* Task requirements: Each entry below should be retyped exactly as given.

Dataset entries
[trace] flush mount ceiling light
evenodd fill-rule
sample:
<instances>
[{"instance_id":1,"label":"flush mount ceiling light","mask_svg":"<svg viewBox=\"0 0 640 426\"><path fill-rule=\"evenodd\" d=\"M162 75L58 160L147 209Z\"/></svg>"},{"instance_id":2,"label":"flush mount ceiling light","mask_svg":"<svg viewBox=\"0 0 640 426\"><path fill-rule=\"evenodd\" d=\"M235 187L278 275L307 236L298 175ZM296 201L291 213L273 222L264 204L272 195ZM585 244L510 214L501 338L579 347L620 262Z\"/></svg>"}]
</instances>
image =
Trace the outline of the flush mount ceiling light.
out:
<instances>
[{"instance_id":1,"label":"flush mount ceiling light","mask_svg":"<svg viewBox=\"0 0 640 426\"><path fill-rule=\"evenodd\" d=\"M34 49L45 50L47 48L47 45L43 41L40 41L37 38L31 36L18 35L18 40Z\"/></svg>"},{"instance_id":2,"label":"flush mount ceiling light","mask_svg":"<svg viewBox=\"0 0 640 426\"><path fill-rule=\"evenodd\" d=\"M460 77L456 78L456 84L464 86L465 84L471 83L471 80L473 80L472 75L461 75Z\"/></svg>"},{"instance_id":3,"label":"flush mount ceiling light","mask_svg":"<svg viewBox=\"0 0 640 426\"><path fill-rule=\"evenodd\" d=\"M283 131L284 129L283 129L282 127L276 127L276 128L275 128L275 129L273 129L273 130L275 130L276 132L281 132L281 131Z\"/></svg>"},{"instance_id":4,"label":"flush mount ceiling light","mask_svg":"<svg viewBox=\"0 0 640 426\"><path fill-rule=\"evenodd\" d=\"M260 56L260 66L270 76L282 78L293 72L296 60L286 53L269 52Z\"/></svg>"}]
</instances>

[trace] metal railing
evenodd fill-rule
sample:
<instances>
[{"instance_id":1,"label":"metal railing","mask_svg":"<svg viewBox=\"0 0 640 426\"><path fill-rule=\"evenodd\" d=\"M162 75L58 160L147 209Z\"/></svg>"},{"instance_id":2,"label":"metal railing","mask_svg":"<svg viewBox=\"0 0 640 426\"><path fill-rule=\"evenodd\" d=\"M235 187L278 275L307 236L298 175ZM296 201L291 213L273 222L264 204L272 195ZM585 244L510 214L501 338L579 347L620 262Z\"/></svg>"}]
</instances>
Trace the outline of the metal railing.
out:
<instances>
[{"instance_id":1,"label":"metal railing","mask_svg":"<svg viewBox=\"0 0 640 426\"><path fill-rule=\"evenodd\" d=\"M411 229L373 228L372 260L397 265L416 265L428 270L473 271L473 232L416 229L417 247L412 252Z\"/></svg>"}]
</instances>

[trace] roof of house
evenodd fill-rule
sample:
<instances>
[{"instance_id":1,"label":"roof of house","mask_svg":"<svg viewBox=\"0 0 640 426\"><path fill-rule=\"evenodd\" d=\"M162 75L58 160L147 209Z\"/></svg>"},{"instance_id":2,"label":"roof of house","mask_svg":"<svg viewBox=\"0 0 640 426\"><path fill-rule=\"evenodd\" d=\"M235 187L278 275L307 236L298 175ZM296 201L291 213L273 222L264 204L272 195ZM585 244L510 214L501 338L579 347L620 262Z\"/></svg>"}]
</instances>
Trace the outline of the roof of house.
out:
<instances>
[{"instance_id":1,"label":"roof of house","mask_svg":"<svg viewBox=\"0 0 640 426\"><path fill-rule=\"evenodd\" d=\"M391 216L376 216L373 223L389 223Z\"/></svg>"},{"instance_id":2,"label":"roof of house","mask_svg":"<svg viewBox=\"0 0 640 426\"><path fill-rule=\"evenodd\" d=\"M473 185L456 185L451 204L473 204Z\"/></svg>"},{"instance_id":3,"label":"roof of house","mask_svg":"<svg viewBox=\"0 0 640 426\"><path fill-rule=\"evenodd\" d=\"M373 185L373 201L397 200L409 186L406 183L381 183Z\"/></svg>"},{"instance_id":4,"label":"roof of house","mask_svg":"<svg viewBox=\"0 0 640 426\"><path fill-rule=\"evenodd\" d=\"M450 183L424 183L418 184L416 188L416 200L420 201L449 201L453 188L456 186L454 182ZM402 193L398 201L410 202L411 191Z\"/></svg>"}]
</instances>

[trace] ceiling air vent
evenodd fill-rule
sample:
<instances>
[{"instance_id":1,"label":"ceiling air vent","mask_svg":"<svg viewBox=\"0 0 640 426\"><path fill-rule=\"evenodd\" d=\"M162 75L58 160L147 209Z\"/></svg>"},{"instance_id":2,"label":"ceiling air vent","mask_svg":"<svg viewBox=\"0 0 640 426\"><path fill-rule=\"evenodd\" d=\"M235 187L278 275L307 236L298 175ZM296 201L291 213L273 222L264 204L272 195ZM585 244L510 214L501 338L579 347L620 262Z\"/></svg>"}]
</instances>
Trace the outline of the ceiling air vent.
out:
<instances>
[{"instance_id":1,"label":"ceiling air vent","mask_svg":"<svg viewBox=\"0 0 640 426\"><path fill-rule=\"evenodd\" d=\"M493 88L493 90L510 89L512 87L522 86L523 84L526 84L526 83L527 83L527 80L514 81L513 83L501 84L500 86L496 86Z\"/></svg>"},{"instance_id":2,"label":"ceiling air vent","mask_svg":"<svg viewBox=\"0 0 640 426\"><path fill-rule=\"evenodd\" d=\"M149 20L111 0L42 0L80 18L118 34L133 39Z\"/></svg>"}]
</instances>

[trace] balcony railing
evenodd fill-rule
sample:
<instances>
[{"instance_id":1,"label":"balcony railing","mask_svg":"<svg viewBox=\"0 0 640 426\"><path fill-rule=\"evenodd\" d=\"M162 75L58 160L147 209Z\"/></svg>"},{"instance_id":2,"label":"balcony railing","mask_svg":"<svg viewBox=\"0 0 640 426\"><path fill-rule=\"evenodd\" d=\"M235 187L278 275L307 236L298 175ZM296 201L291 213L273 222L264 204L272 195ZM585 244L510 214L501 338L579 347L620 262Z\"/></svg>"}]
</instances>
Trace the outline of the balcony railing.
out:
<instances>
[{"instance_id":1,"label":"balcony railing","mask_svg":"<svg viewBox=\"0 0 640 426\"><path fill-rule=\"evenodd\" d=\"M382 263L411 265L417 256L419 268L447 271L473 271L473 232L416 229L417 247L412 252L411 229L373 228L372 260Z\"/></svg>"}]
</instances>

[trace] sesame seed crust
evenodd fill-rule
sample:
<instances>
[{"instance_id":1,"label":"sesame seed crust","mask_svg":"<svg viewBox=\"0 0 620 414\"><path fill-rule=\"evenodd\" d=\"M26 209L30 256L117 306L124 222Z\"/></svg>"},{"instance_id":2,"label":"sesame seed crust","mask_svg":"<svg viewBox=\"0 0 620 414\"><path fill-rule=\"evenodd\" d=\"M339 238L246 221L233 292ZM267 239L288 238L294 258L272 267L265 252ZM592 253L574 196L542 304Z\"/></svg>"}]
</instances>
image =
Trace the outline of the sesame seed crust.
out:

* Response below:
[trace] flush mount ceiling light
evenodd fill-rule
sample:
<instances>
[{"instance_id":1,"label":"flush mount ceiling light","mask_svg":"<svg viewBox=\"0 0 640 426\"><path fill-rule=\"evenodd\" d=\"M162 75L58 160L147 209Z\"/></svg>"},{"instance_id":2,"label":"flush mount ceiling light","mask_svg":"<svg viewBox=\"0 0 640 426\"><path fill-rule=\"evenodd\" d=\"M235 187L278 275L307 236L298 175ZM296 201L291 213L273 222L264 204L272 195ZM585 244L510 214L501 338L579 347L620 262Z\"/></svg>"}]
</instances>
image =
Trace the outline of the flush mount ceiling light.
out:
<instances>
[{"instance_id":1,"label":"flush mount ceiling light","mask_svg":"<svg viewBox=\"0 0 640 426\"><path fill-rule=\"evenodd\" d=\"M34 49L45 50L47 48L47 45L43 41L40 41L37 38L31 36L18 35L18 40Z\"/></svg>"},{"instance_id":2,"label":"flush mount ceiling light","mask_svg":"<svg viewBox=\"0 0 640 426\"><path fill-rule=\"evenodd\" d=\"M460 77L456 78L456 84L464 86L465 84L471 83L471 80L473 80L472 75L461 75Z\"/></svg>"},{"instance_id":3,"label":"flush mount ceiling light","mask_svg":"<svg viewBox=\"0 0 640 426\"><path fill-rule=\"evenodd\" d=\"M283 131L284 129L283 129L282 127L276 127L276 128L275 128L275 129L273 129L273 130L275 130L276 132L281 132L281 131Z\"/></svg>"},{"instance_id":4,"label":"flush mount ceiling light","mask_svg":"<svg viewBox=\"0 0 640 426\"><path fill-rule=\"evenodd\" d=\"M260 56L260 66L270 76L282 78L293 72L296 60L286 53L269 52Z\"/></svg>"}]
</instances>

[trace] metal railing
evenodd fill-rule
sample:
<instances>
[{"instance_id":1,"label":"metal railing","mask_svg":"<svg viewBox=\"0 0 640 426\"><path fill-rule=\"evenodd\" d=\"M162 75L58 160L147 209Z\"/></svg>"},{"instance_id":2,"label":"metal railing","mask_svg":"<svg viewBox=\"0 0 640 426\"><path fill-rule=\"evenodd\" d=\"M235 187L278 275L307 236L298 175ZM296 201L291 213L273 222L264 204L272 195ZM585 244L510 214L501 338L579 347L620 262Z\"/></svg>"}]
</instances>
Trace the outline of the metal railing.
out:
<instances>
[{"instance_id":1,"label":"metal railing","mask_svg":"<svg viewBox=\"0 0 640 426\"><path fill-rule=\"evenodd\" d=\"M411 229L373 228L372 260L397 265L416 265L428 270L473 271L473 232L416 229L417 247L412 252Z\"/></svg>"}]
</instances>

[trace] roof of house
evenodd fill-rule
sample:
<instances>
[{"instance_id":1,"label":"roof of house","mask_svg":"<svg viewBox=\"0 0 640 426\"><path fill-rule=\"evenodd\" d=\"M162 75L58 160L147 209Z\"/></svg>"},{"instance_id":2,"label":"roof of house","mask_svg":"<svg viewBox=\"0 0 640 426\"><path fill-rule=\"evenodd\" d=\"M235 187L278 275L307 236L298 175ZM296 201L291 213L273 222L264 204L272 195ZM585 244L510 214L501 338L579 347L620 262Z\"/></svg>"}]
</instances>
Trace the outline of the roof of house.
out:
<instances>
[{"instance_id":1,"label":"roof of house","mask_svg":"<svg viewBox=\"0 0 640 426\"><path fill-rule=\"evenodd\" d=\"M391 216L376 216L373 223L389 223Z\"/></svg>"},{"instance_id":2,"label":"roof of house","mask_svg":"<svg viewBox=\"0 0 640 426\"><path fill-rule=\"evenodd\" d=\"M473 185L456 185L451 204L473 204Z\"/></svg>"},{"instance_id":3,"label":"roof of house","mask_svg":"<svg viewBox=\"0 0 640 426\"><path fill-rule=\"evenodd\" d=\"M373 185L373 201L397 200L409 186L406 183L381 183Z\"/></svg>"},{"instance_id":4,"label":"roof of house","mask_svg":"<svg viewBox=\"0 0 640 426\"><path fill-rule=\"evenodd\" d=\"M450 183L424 183L418 184L416 188L416 200L420 201L449 201L453 188L456 186L454 182ZM402 193L398 201L410 202L411 191Z\"/></svg>"}]
</instances>

[trace] ceiling air vent
evenodd fill-rule
sample:
<instances>
[{"instance_id":1,"label":"ceiling air vent","mask_svg":"<svg viewBox=\"0 0 640 426\"><path fill-rule=\"evenodd\" d=\"M162 75L58 160L147 209Z\"/></svg>"},{"instance_id":2,"label":"ceiling air vent","mask_svg":"<svg viewBox=\"0 0 640 426\"><path fill-rule=\"evenodd\" d=\"M235 187L278 275L307 236L298 175ZM296 201L291 213L273 222L264 204L272 195ZM585 244L510 214L501 338L579 347L620 262Z\"/></svg>"}]
</instances>
Trace the outline of the ceiling air vent.
out:
<instances>
[{"instance_id":1,"label":"ceiling air vent","mask_svg":"<svg viewBox=\"0 0 640 426\"><path fill-rule=\"evenodd\" d=\"M493 88L493 90L510 89L512 87L522 86L523 84L526 84L526 83L527 83L527 80L514 81L513 83L501 84L500 86L496 86Z\"/></svg>"},{"instance_id":2,"label":"ceiling air vent","mask_svg":"<svg viewBox=\"0 0 640 426\"><path fill-rule=\"evenodd\" d=\"M149 20L111 0L42 0L80 18L118 34L133 39Z\"/></svg>"}]
</instances>

[trace] balcony railing
evenodd fill-rule
sample:
<instances>
[{"instance_id":1,"label":"balcony railing","mask_svg":"<svg viewBox=\"0 0 640 426\"><path fill-rule=\"evenodd\" d=\"M162 75L58 160L147 209Z\"/></svg>"},{"instance_id":2,"label":"balcony railing","mask_svg":"<svg viewBox=\"0 0 640 426\"><path fill-rule=\"evenodd\" d=\"M235 187L278 275L307 236L298 175ZM296 201L291 213L273 222L264 204L272 195ZM585 244L510 214L501 338L579 347L620 262Z\"/></svg>"}]
</instances>
Trace the outline of the balcony railing.
out:
<instances>
[{"instance_id":1,"label":"balcony railing","mask_svg":"<svg viewBox=\"0 0 640 426\"><path fill-rule=\"evenodd\" d=\"M382 263L411 265L417 256L419 268L447 271L473 271L473 232L416 229L417 247L412 252L411 229L373 228L372 260Z\"/></svg>"}]
</instances>

[trace] sesame seed crust
evenodd fill-rule
sample:
<instances>
[{"instance_id":1,"label":"sesame seed crust","mask_svg":"<svg viewBox=\"0 0 620 414\"><path fill-rule=\"evenodd\" d=\"M26 209L30 256L117 306L124 222Z\"/></svg>"},{"instance_id":2,"label":"sesame seed crust","mask_svg":"<svg viewBox=\"0 0 620 414\"><path fill-rule=\"evenodd\" d=\"M339 238L246 221L233 292ZM267 239L288 238L294 258L272 267L265 252ZM592 253L574 196L542 304Z\"/></svg>"}]
</instances>
image =
Trace the outline of the sesame seed crust.
out:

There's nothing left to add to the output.